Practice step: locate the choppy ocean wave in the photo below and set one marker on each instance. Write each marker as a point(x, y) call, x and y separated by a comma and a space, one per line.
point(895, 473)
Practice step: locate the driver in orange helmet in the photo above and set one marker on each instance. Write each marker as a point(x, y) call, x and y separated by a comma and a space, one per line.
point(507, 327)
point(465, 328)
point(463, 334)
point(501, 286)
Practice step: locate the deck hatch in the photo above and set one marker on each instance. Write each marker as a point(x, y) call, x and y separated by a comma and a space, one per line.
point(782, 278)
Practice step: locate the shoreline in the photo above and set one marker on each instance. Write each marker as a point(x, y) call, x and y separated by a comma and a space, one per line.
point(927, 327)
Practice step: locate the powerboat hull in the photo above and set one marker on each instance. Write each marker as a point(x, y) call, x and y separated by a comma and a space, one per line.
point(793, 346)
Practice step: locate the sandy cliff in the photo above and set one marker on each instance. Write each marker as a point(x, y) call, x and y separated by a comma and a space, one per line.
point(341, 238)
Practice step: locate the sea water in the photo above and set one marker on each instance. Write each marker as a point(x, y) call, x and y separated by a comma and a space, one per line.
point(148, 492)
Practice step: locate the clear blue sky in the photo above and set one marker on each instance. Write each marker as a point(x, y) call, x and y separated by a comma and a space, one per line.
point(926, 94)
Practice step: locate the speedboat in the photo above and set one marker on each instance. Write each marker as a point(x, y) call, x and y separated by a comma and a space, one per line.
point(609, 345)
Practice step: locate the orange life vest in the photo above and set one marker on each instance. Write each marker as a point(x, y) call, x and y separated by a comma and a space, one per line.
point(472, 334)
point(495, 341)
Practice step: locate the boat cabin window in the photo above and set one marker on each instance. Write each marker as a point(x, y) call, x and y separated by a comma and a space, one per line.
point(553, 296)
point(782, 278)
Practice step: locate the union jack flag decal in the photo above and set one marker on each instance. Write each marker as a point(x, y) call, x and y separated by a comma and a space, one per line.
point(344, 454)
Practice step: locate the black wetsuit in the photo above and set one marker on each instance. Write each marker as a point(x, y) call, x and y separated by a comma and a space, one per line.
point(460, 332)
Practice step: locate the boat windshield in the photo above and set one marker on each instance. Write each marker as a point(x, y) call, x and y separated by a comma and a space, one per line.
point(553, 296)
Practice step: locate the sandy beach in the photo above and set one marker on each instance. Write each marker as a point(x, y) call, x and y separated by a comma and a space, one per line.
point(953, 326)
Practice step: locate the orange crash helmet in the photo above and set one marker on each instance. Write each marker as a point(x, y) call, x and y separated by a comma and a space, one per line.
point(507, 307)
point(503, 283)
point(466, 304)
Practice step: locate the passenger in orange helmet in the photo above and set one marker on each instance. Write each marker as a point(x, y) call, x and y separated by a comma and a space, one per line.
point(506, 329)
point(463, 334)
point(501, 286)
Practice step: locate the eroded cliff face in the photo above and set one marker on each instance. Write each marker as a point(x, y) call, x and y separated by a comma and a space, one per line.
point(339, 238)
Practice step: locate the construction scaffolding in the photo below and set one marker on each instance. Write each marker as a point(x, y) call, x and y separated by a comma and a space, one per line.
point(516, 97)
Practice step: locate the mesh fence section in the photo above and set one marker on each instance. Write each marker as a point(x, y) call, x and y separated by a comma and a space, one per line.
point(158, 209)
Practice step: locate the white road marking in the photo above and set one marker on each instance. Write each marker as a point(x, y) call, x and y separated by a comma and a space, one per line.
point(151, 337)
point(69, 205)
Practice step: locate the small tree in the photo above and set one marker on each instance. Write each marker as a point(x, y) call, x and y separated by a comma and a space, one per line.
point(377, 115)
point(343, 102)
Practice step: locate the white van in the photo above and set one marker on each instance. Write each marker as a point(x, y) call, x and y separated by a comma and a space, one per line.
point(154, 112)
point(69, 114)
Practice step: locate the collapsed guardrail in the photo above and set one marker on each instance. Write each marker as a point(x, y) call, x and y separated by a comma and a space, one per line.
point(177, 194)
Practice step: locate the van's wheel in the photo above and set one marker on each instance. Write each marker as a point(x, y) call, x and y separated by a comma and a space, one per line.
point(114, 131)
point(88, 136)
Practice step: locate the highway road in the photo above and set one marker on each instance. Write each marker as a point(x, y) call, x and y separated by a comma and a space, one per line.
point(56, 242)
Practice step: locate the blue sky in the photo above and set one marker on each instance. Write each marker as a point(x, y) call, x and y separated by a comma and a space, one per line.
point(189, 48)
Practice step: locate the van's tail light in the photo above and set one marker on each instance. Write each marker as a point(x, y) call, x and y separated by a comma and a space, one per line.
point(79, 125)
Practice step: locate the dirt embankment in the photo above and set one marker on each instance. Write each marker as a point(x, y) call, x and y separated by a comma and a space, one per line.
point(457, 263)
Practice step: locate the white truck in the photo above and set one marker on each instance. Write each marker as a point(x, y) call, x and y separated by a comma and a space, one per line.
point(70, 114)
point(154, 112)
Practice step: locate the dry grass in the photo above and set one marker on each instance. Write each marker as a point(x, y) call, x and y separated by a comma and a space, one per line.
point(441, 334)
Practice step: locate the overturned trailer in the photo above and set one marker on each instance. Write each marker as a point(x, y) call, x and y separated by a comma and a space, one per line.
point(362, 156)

-=-=-

● Work to complete
Transcribe the entire listing above word for word, from its first line through its last, without changing any wording, punctuation or line order.

● Response for this exercise
Practice step: locate the choppy ocean wave in the photo below and set one marker on each instance. Write each marker as a point(x, y) call, x and y separated by a comma and a space, one per line.
point(895, 473)
Practice step: locate the driver in orange helmet in the photo above and set one marker on each instance. Write each marker as a point(x, y) call, x and y separated by a comma and a space, one per line.
point(507, 327)
point(465, 328)
point(463, 334)
point(501, 286)
Practice step: locate the deck hatch in the photo above and set one marker on each instance. Write each marker as a point(x, y) call, x and y separated by a comma and a space, one per line.
point(782, 278)
Practice step: locate the shoreline in the photo above and set one marker on each instance. Write each marker as a point(x, y) call, x and y separated by a comma and a space, one per line.
point(927, 327)
Practice step: locate the powerboat hull in the photo above and set one marker on each instance. Write each marker as a point(x, y) call, x and y separated by a comma and a space, one per line.
point(793, 346)
Practice step: locate the sandy cliff in the photo above and set one marker on each instance. Write each marker as a point(x, y) call, x and y separated by a comma and a space, one per line.
point(341, 238)
Practice step: locate the sea water in the photo above and set one marker on each instance. Write each marker as a point(x, y) call, x and y separated by a comma and a space, one per line.
point(148, 492)
Practice step: locate the clear blue sky in the photo above and set one marker on each instance. Write each marker as a point(x, y) call, x and y separated by a comma and a space, one per line.
point(926, 94)
Practice step: locate the speedboat in the photo above and set one marker on each instance. Write each marker as a point(x, y) call, x and y separated by a comma and a space, one per line.
point(609, 345)
Practice step: locate the orange life vest in the photo above and set one marker on each instance. Write each marker as a point(x, y) call, x and y separated by a comma and a space, one per line.
point(472, 334)
point(495, 341)
Practice step: locate the boat cabin window in the photo above and set one marker on each instance. Write each marker as a point(x, y) call, x and y separated by a comma and a space, one per line.
point(553, 296)
point(782, 278)
Practice step: locate the union jack flag decal in the photo above and set one marker on each instance. Write each marker as a point(x, y) call, x and y separated by a comma and a space, one per line.
point(344, 454)
Practice step: locate the black wetsuit in the photo above and set one marker on each instance. Write each marker as a point(x, y) call, x and y separated by a comma and a space, one per line.
point(460, 332)
Practice step: locate the boat windshield in the photo above and set one marker on each instance. Write each marker as a point(x, y) call, x and y separated by a comma and a space, one per line.
point(553, 296)
Practice step: locate the sandy beach in the photo above and set one marker on each instance. Write each marker as a point(x, y) call, x and y separated by a comma and a space, one per line.
point(953, 326)
Practice step: locate the orange crash helmet in the photo above and set one marker on each instance. Write each marker as a point(x, y) call, x and y separated by a comma and a space, one per line.
point(507, 307)
point(503, 283)
point(466, 304)
Practice step: locate the passenger in orange helmet in the photo above and set one marker on each instance. Write each marker as a point(x, y) call, x and y separated by a comma and a space, one per line.
point(506, 329)
point(463, 334)
point(501, 286)
Practice step: locate the eroded cliff face in the photo above and set one marker on each instance. Write each marker as a point(x, y) call, x and y separated by a comma and a space, one per line.
point(339, 238)
Practice step: locate the construction scaffolding in the photo below and set one marker on each instance. Write each marker as a point(x, y) call, x and y separated by a comma and a space, one per line.
point(516, 97)
Practice step: locate the mesh fence section in the photo above and set one marker on each instance. Write each marker as a point(x, y) call, x and y separated by a comma and a space, one per line.
point(158, 209)
Practice step: locate the white road marking in the photo above and set one marker on each instance. Write each marker as a point(x, y) call, x and y separated by a comma and a space, one per line.
point(151, 337)
point(69, 205)
Practice step: locate the small tree in the photo above and set one marker on each instance. Write each marker as a point(x, y) call, x and y separated by a comma and a space, one per line.
point(377, 115)
point(343, 102)
Practice step: locate the white van in the photo above and set one marker on each instance. Write each marker as a point(x, y) call, x and y separated by a comma and a space, one per line.
point(154, 112)
point(69, 114)
Practice step: locate the collapsed guardrail in the photo above and set one marker on each instance. Write each marker as a point(x, y) call, x and y separated by a comma and a space, one per line.
point(177, 194)
Practice step: locate the van's wheel in the photo above and set one marker on each instance. Write each marker as a point(x, y) call, x and y separated by a comma and a space, one per line.
point(114, 131)
point(88, 136)
Practice step: locate the highway road in the photo above and set one marker on each instance. Write each marker as a point(x, y) call, x and y separated by a comma and a space, one per line.
point(56, 242)
Practice step: locate the blue sky in the photo above and set one marker on each instance. Write each marker as a point(x, y) call, x and y separated by a comma and a space, one per line.
point(189, 48)
Practice step: locate the van's tail light in the photo above and set one marker on each instance. Write each marker as a point(x, y) call, x and y separated by a comma and a space, one per line.
point(79, 125)
Practice step: locate the dirt embankment in the photo above and set one marker on each instance. Write each marker as a point(x, y) call, x and y separated by a comma and a space, one per line.
point(457, 263)
Practice step: locate the white truck in the photo above and set one marker on each instance. Write each marker as a point(x, y) call, x and y separated by a comma and a space, one per line.
point(70, 114)
point(154, 112)
Practice step: locate the dry grass in the photo above and set one marker on each instance. Write each marker as a point(x, y) call, x and y separated by a comma and a space, one per line.
point(441, 334)
Practice step: locate the overturned trailer in the photo above and set one marker on each instance. Write each marker as a point(x, y) call, x and y separated by a comma and a space, one per line.
point(362, 156)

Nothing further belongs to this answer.